_Task objective_:
Print all entries precisely as they are written.
--- begin ---
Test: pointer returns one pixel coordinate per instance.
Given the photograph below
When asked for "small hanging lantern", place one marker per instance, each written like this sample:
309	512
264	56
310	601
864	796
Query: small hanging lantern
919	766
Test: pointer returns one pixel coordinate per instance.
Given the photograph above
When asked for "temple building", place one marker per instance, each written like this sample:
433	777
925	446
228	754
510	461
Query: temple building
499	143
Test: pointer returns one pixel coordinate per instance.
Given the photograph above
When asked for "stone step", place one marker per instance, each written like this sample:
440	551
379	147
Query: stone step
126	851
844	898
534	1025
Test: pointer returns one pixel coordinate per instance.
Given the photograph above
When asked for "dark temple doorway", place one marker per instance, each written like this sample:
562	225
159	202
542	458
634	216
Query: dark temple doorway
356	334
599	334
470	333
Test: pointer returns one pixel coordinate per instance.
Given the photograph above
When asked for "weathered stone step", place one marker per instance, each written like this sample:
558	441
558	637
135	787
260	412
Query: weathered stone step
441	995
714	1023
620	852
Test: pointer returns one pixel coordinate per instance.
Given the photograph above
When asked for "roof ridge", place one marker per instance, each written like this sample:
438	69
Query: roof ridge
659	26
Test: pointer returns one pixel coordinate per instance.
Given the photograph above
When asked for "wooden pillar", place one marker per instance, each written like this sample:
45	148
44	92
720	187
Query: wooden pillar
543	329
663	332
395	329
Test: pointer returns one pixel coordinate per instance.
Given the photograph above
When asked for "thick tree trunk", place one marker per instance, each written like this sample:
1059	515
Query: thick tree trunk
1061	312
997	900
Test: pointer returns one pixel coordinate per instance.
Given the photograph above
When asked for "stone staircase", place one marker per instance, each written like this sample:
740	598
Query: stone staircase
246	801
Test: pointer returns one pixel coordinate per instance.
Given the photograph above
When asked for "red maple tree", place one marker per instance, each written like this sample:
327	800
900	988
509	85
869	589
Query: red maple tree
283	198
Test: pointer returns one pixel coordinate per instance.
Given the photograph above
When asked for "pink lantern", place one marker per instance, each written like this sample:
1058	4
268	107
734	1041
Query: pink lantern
--- end ---
_Written response_:
Test: pointer returns one pixel coordinate per instance.
Given the photograph below
When asked for "small hanging lantern", place one marker per instance, each written like this sample:
309	512
264	56
310	601
864	796
Query: small hanging lantern
919	766
Test: pointer returns one pixel coordinate per instance.
Given the photograph above
When asked for "temple building", place one marker per instance, each written like this sample:
433	777
925	446
228	754
510	461
Query: temple building
499	143
Test: pointer returns one pixel coordinate per instance.
Given the photograph above
When asked for "stone step", place one marker per instance, each written like this sample:
440	551
379	147
Query: stone step
126	851
844	898
534	1025
Test: pointer returns one pixel coordinate per instance.
Given the photograph above
When asked for "dark temple doorway", place one marker per instance, each written like this sample:
562	225
159	202
542	458
634	216
Query: dark temple doorway
356	334
599	334
470	333
Test: pointer returns one pixel coordinate per instance.
Given the photograph above
When asked for "weathered stone step", place one marker per instance, each written like this sample:
558	441
558	637
135	787
260	412
Query: weathered stone step
441	995
714	1023
620	852
Test: pointer returns one pixel coordinate per instance.
Given the photograph above
When asked for "roof ridge", place one marker per instance, each written like this sample:
438	69
Query: roof ridge
659	26
Test: pointer returns one pixel coordinate per instance.
Given the photograph above
When asked for "wooden pillar", place one marker per instance, each written like this sample:
45	148
44	92
720	187
Query: wooden pillar
543	329
663	332
395	329
Test: pointer returns one pixel coordinate per instance.
Given the photograph above
When asked for "thick tree trunk", place one marker per instance, each written like this sample:
1059	515
Query: thick tree trunk
1061	312
997	900
Test: pointer returns one pixel coordinate per instance.
Given the photograph above
When asked for "stone staircase", place one marker per instance, each written like this sample:
740	598
Query: stone staircase
246	801
Test: pointer returns one pixel coordinate per instance.
Given the photograph above
When asked for "red maple tree", place one marker per instance, each written like this sample:
327	800
900	988
509	85
869	589
Query: red maple tree
283	198
Test: pointer returns one pixel coordinate per instance.
Given the photograph above
When asked for "pink lantern", place one marker per instance, each written like this sample:
1058	4
268	107
734	1041
Query: pink lantern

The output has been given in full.